▼

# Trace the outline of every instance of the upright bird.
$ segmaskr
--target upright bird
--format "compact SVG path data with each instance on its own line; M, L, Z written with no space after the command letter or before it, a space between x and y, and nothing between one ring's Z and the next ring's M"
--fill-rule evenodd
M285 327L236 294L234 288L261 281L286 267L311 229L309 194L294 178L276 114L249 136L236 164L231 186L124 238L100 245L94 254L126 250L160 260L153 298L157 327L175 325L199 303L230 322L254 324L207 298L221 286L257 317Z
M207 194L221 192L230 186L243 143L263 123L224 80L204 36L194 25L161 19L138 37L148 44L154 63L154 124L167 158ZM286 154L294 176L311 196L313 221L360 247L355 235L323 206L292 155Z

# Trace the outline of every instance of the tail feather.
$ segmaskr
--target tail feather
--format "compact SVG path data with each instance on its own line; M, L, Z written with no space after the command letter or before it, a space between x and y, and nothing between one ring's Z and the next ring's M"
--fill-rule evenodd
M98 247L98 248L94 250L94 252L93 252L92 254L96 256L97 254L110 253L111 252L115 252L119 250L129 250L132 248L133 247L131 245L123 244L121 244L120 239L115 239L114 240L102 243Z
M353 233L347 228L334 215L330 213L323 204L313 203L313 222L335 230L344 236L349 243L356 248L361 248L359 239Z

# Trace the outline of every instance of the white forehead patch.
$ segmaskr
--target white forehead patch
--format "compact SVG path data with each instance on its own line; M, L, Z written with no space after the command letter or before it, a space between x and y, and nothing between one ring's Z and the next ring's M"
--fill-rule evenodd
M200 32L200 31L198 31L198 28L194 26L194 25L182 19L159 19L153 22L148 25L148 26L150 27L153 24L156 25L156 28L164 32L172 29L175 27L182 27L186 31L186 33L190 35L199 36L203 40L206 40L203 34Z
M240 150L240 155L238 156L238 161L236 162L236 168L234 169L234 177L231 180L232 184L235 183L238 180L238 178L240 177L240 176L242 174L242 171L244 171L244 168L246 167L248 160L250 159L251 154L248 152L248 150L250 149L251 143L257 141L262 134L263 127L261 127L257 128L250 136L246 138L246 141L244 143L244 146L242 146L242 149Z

▲

# [INSTRUCTION]
Rewrite all of the lines above as a numbered list, leaving out the blank ones.

# [RESPONSE]
1. # Trace the outline of every instance of the upright bird.
2. $ segmaskr
3. --target upright bird
4. --format "compact SVG path data with each instance on its own line; M, L, Z written with no space after the command letter or before it, a space between x and y, and nothing between one ring's Z and the next ring's M"
5. --fill-rule evenodd
6. M285 327L236 294L234 288L261 281L286 267L311 229L309 194L294 178L276 114L249 136L236 164L231 186L124 238L100 245L94 254L126 250L160 260L153 298L157 327L175 325L199 303L230 322L254 324L207 298L221 286L257 317Z
7. M207 194L221 192L230 186L243 143L263 123L224 80L204 36L194 25L161 19L138 37L148 44L154 63L154 124L167 158ZM286 154L294 176L311 196L313 221L360 247L355 235L323 206L292 155Z
8. # Trace the outline of every instance of the tail feather.
9. $ segmaskr
10. --target tail feather
11. --format "compact SVG path data with each instance on its own line; M, L, Z written with no space after the command letter or before it, a space between x and y, and nothing between one ring's Z and the next ring's M"
12. --fill-rule evenodd
13. M98 247L98 248L94 250L94 252L93 252L92 254L96 256L97 254L110 253L111 252L115 252L119 250L129 250L132 248L133 247L131 245L123 244L121 244L120 239L115 239L114 240L102 243Z
14. M353 233L347 228L334 215L330 213L323 204L313 203L313 222L335 230L344 236L349 243L356 248L361 248L359 239Z
15. # Trace the outline of every instance of the white forehead patch.
16. $ segmaskr
17. --target white forehead patch
18. --format "compact SVG path data with each instance on its own line; M, L, Z written with no space after the command letter or before it, a space between x and y, and nothing between one ring's Z and the next ring's M"
19. --fill-rule evenodd
20. M200 32L200 31L198 31L198 28L194 26L194 25L182 19L159 19L153 22L148 25L148 26L150 27L153 24L156 25L156 28L164 32L172 29L175 27L182 27L186 31L186 33L190 35L199 36L203 40L206 40L203 34Z
21. M240 150L240 155L238 156L238 161L236 162L236 168L234 169L234 177L231 180L232 184L235 183L238 180L238 178L240 177L240 176L242 174L242 171L244 171L244 168L246 167L248 160L250 159L251 154L248 152L248 150L250 149L251 143L257 141L262 134L263 127L261 127L257 128L250 136L246 138L246 141L244 143L244 146L242 146L242 149Z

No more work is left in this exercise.